Page excerpt:
--- START ---

Added: 3 years ago
From: morsec0de
Views: 401
Sort by time | Sort by thread (beta)

Link to this comment:

Share to:

All Comments (29)

Sign In or Sign Up now to post a comment!
  • its like Jesus asinged the role to Judas.

    there was no betrayal because he assigned the task. Funny thing is that the archieologist found the Gospel of Judas. how could Judas have a gospel if he commited suicide?

    people back then could have very filthy feet back in those days.

  • I think most christians interpret the whole love eachother thing as pertaining only to other christians. And on top of that tons of christian fundies are always saying "ya know lots of people go to church and say they are christian but there are very few people who are actually saved." Man I hate hearing that crap. Great Videos! I too hope you do more chapters:)

  • "And on top of that tons of christian fundies are always saying "ya know lots of people go to church and say they are christian but there are very few people who are actually saved". Man I hate hearing that crap."

    So do you hate Matthew 7:21? Because that is what they probably are meaning when they say that or even quoting it.

    Matthew 7:21 "Not everyone who says to

    me, 'Lord, Lord,' will enter the kingdom of heaven, but only he who does the will of my Father who is in heaven."

  • Perfect! So there are even fewer people that christians are required to love, and some of them you can't even tell for sure! So to be safe don't love anybody uless they meet your certain criteria.

  • What a knockout blow. Jesus actually tells satan to enter Judas. Or he foresees the moment satan does that, and does nothing to stop it. His plan actually depends on satan "entering" Judas. Poor judas! Doesn't seem fair. And WHY would satan play along with this?

--- END ---

Directions: Continue the comment thread about Judas and Christian love from the point where it stops. The items after this point come from a separate source and have no connection to the comment thread.

Material supplied:
--- START ---

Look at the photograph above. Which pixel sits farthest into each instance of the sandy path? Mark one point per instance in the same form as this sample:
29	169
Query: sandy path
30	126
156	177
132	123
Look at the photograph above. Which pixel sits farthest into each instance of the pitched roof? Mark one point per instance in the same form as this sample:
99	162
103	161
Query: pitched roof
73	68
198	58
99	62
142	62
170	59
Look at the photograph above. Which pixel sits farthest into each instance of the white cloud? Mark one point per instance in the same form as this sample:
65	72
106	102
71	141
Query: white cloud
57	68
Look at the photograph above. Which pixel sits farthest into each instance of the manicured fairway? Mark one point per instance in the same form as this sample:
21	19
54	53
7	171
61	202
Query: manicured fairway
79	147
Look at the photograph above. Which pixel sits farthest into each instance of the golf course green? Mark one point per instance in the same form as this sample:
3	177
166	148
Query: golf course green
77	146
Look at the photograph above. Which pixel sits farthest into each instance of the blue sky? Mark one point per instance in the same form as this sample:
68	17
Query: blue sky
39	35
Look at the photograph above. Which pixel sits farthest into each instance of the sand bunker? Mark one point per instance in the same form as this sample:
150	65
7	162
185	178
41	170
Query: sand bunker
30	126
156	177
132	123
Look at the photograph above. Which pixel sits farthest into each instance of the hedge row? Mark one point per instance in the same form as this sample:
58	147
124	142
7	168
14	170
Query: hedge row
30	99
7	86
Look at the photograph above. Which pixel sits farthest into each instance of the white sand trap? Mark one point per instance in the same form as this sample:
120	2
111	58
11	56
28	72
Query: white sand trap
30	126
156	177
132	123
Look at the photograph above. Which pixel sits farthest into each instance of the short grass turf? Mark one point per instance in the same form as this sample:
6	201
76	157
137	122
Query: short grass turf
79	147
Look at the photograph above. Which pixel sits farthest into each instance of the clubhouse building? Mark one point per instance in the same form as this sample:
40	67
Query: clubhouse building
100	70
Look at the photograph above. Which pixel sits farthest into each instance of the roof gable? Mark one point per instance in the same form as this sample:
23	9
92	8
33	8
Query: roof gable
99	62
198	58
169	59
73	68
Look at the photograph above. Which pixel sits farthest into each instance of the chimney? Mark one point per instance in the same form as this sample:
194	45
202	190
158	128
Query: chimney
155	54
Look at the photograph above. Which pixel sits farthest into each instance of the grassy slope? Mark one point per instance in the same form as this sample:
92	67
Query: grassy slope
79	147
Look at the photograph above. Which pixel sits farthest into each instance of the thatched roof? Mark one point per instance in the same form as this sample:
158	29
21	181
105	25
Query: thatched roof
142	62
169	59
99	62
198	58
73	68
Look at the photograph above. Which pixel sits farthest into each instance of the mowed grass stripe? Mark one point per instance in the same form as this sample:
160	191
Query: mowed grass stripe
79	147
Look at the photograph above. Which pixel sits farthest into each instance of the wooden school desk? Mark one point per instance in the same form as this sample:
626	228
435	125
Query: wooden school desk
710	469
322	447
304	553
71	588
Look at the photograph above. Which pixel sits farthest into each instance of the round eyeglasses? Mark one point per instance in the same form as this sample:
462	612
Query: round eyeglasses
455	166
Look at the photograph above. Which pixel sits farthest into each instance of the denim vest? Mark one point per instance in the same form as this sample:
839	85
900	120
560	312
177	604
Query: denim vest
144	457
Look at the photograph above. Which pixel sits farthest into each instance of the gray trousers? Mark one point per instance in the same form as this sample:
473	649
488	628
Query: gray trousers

--- END ---

Expected output:
    Wouldn't the same be achieved by telling Judas to go tell the romans to come get Jesus? It isn't betrayal if he is told to do so. No need for satan here. Seems oddly complicated. The fictional Jesus is a prick.

  • "Or he foresees the moment satan does that, and does nothing to stop it."

    How is he supposed to stop it? It wouldn't change much if he had. Peter could have lopped Judas head off, but the Romans would have eventually found Jesus and crucified him. Jesus came to Jerusalem voluntarily, he wasn't hiding.

    "It isn't betrayal if he is told to do so."

    Betrayal isn't central to the point. Jesus sacrifice is the point. The Romans eventually find Jesus without Judas, it wouldn't change much.

  • You missed my point entirely. Let me reiterate it for you : What was the point of allowing or making satan enter Judas when Jesus was bound to the cross anyway?

    "Betrayal isn't central to the point."

    Here you missfire yet again. I don't care what the central point of the story was. I care about the fact that it has absurdities in it.

    "The Romans eventually find Jesus without Judas"

    Even if true, completely besides the point. I have to conclude that you didn't understand what I was saying.

  • "What was the point of allowing or making satan enter Judas"

    Who says there is a point. The point of the whole story is Jesus sacrifice. Judas betrayal is just a sidelight.

    "I don't care what the central point of the story was. I care ... it has absurdities in it."

    Why is that an absurdity? Jesus time had come. Earlier it mentions times he could have been killed, but his time wasn't ready. He was ready now. Can you explain exactly what you see as absurd, because I see nothing absurd.

  • You are making a deliberate effort not to understand me.

    Jesus could stop satan entering his friend Judas right? The point is to help a friend, because satans entering does not have any effect on the whole sacrifice thing anyway. Judas is treated unfairly.

    Also the whole thing is extremely absurd. God has scripted the whole event. Why he chose to do it this way is beoynd anyones reason. Why would he involve satan in his plan? And why does satan play along with it?

    Satan has his uses? wtf

  • "Judas is treated unfairly."

    No he isn't. Judas has been around Jesus when Jesus does all the miracles, raises Lazurus from the dead, walks on water, loaves & fishes, long-term blind people see, and yet Judas is still receptive to Satan. Despite all of Judas experiences, he doesn't resist Satan.

    "God has scripted the whole event...Why would he involve satan in his plan?"

    Satan is intricately involved in the whole plan. From his temptations of Jesus in the wilderness to Jesus death.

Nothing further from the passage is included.